__Exercise instructions__.
Copy the lines verbatim, starting with the line that contains "Find the boy's face;" and ending with the final line.

__Listed entries__.
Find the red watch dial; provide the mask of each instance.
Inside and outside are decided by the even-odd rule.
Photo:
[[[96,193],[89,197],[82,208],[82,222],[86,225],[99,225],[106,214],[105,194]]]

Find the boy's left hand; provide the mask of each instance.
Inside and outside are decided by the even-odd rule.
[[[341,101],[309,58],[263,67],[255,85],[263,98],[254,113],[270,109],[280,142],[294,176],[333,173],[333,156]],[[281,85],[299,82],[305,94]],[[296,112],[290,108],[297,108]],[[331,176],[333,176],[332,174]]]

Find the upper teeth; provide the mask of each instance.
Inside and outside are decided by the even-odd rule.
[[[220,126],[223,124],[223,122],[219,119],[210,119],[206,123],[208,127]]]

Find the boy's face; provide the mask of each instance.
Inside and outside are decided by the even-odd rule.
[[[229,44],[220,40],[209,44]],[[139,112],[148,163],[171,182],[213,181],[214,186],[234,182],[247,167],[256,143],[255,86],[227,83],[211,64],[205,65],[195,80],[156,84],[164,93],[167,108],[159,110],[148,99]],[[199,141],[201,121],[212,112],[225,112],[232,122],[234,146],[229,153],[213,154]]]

__Result__.
Find the boy's face; provide the mask of each instance.
Inside and outside are decided by the even-odd rule.
[[[229,44],[220,40],[209,44]],[[139,112],[148,163],[171,182],[213,181],[214,186],[234,182],[247,167],[256,143],[255,86],[227,83],[211,64],[205,65],[195,80],[156,84],[164,93],[167,108],[159,110],[148,99]],[[199,141],[201,121],[212,112],[225,112],[232,122],[234,146],[229,153],[213,154]]]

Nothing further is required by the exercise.